Rede zum Dialogforum „Religion und Integration“ (München, 13.10.2025)

Sehr geehrter Herr Minister Hermann, geschätzte Teilnehmer dieses Forums!

Mein Name ist Serafim Joantă und ich vertrete hier die rund 300.000 rumänisch-orthodoxen Christen in Bayern. In unserem Freistaat haben wir 49 Pfarreien, drei Filialgemeinden, zwei Klöster, an denen insgesamt 74 Geistliche dienen: Priester, Diakone, Mönche und Schwestern. Die meisten unserer Gläubigen besitzen einen rumänischen Pass, nicht wenige haben die deutsche Staatsbürgerschaft. Viele orthodoxe Rumänen sind mit Deutschen – Katholiken oder evangelischen Christen – verheiratet. Mischehen sind für uns das beste Beispiel für gelebte Ökumene. Wir danken Gott, dass wir in diesem Land mit einem fleißigen und disziplinierten Volk leben, das Fremden gegenüber aufgeschlossen ist und die Identität jedes Einzelnen respektiert.

In einer demokratischen Gesellschaft haben die Menschen nicht nur Rechte, sondern auch Pflichten. Ich glaube, dass die erste Pflicht, die natürlichste Pflicht derjenigen, die nach Deutschland gekommen sind, um hier ein besseres Leben zu führen, darin besteht, die Gesetze des Landes zu respektieren, in dem wir freiwillig leben. Dazu gehört auch, uns in die neue Gesellschaft zu integrieren, ohne unsere eigene Identität zu verlieren.

Integration hebt die persönliche Identität nicht auf, sondern bereichert sie. Niemand verlangt von uns, unsere eigene Identität aufzugeben, die aus Sprache, Glauben, Kultur, Traditionen und volksspezifischen Bräuchen besteht. Aber wir können und sollen uns nicht in uns selbst zurückziehen, ethnische Ghettos bilden und Gemeinschaft und natürliche Kommunikation mit anderen verweigern, außer um den Preis der persönlichen Selbstaufgabe.
=-=-=-=-=
### Aufgaben:
- A) Gib aus der Rede oben den Abschnitt zwischen „In einer demokratischen“ und „der persönlichen Selbstaufgabe.“ wortgetreu wieder, beide Stellen eingeschlossen.
- B) Zähle die Zeilen in den Einträgen unten, die das Wort „guardrail“ enthalten, und nenne nur die Zahl.

### Datenzeilen:
=-=-=-=-=
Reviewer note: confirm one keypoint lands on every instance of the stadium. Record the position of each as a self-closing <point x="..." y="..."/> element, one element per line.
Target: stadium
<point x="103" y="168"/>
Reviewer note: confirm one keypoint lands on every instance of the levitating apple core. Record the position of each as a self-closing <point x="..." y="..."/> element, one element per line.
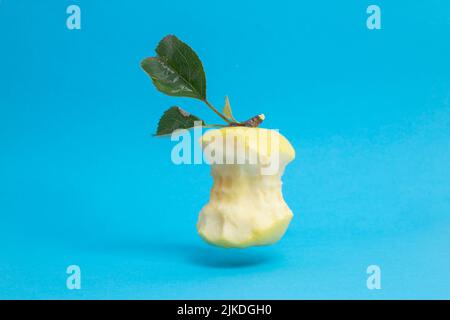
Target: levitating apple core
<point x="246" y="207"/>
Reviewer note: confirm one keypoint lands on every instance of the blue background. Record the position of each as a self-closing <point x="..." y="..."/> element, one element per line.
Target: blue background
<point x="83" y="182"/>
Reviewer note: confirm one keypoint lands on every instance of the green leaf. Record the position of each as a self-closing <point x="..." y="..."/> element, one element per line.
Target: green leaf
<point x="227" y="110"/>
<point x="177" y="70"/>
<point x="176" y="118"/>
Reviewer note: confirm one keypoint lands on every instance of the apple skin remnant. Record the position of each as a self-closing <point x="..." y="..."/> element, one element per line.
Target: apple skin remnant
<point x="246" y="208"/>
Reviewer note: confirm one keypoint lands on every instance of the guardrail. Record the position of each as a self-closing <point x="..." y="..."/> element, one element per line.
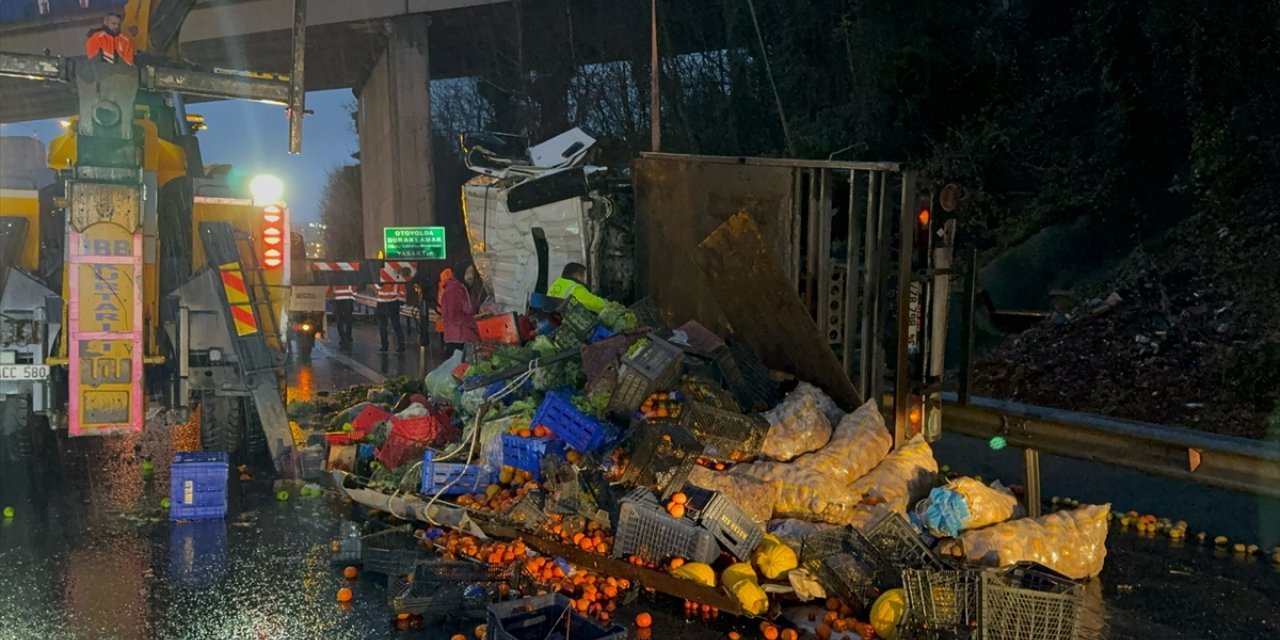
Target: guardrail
=-=-=-=-=
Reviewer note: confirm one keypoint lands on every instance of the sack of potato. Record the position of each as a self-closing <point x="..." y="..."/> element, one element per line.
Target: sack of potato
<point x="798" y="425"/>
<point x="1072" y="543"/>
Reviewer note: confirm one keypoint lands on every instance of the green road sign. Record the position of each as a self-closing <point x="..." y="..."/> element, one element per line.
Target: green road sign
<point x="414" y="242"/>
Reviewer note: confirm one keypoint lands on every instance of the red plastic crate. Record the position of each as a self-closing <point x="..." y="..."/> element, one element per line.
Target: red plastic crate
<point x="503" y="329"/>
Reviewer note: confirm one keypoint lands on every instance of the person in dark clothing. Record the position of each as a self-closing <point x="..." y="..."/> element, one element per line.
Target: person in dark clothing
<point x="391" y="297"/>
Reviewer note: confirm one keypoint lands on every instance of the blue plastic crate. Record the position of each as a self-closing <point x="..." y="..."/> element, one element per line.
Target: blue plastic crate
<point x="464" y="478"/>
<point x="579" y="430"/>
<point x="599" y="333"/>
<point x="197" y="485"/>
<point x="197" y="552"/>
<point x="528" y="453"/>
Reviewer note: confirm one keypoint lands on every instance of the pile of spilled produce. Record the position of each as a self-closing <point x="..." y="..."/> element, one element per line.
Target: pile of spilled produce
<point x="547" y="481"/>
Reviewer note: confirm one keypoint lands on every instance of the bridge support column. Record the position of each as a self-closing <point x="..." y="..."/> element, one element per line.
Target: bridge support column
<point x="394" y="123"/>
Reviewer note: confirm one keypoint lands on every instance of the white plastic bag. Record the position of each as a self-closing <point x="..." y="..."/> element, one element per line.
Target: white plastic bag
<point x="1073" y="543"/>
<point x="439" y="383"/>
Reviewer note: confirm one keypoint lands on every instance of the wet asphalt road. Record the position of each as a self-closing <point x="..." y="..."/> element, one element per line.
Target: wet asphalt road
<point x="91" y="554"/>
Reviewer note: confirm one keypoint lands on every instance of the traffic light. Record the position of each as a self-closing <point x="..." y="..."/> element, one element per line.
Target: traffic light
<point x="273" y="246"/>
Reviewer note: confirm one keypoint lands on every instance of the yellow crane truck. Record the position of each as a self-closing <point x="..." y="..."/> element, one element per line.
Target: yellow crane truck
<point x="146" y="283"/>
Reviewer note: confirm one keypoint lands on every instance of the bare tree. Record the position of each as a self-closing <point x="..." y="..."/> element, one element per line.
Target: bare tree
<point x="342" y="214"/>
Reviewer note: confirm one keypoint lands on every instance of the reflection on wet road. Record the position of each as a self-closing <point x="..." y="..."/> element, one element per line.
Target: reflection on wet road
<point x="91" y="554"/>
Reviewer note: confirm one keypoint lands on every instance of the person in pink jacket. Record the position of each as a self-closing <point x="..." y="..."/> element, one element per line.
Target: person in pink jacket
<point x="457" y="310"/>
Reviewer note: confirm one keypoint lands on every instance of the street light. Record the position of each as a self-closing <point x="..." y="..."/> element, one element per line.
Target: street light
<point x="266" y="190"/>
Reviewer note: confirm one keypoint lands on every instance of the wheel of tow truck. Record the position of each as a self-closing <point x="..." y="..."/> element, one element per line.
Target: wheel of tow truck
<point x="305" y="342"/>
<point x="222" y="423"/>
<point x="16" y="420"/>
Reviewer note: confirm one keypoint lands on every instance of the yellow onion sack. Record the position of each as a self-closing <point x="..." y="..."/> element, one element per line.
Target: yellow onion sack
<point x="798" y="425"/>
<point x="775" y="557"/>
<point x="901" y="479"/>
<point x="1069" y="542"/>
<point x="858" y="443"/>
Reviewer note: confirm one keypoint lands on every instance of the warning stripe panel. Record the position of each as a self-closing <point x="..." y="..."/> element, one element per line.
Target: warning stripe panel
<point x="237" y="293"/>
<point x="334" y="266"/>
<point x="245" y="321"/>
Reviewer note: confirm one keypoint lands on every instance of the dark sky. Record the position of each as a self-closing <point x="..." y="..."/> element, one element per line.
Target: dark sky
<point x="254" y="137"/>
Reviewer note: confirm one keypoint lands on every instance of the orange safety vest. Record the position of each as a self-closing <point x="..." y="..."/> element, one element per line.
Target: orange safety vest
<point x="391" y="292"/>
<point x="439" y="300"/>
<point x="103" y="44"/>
=-=-=-=-=
### Geordnete Antworten:
- A)
In einer demokratischen Gesellschaft haben die Menschen nicht nur Rechte, sondern auch Pflichten. Ich glaube, dass die erste Pflicht, die natürlichste Pflicht derjenigen, die nach Deutschland gekommen sind, um hier ein besseres Leben zu führen, darin besteht, die Gesetze des Landes zu respektieren, in dem wir freiwillig leben. Dazu gehört auch, uns in die neue Gesellschaft zu integrieren, ohne unsere eigene Identität zu verlieren.

Integration hebt die persönliche Identität nicht auf, sondern bereichert sie. Niemand verlangt von uns, unsere eigene Identität aufzugeben, die aus Sprache, Glauben, Kultur, Traditionen und volksspezifischen Bräuchen besteht. Aber wir können und sollen uns nicht in uns selbst zurückziehen, ethnische Ghettos bilden und Gemeinschaft und natürliche Kommunikation mit anderen verweigern, außer um den Preis der persönlichen Selbstaufgabe.

- B) 2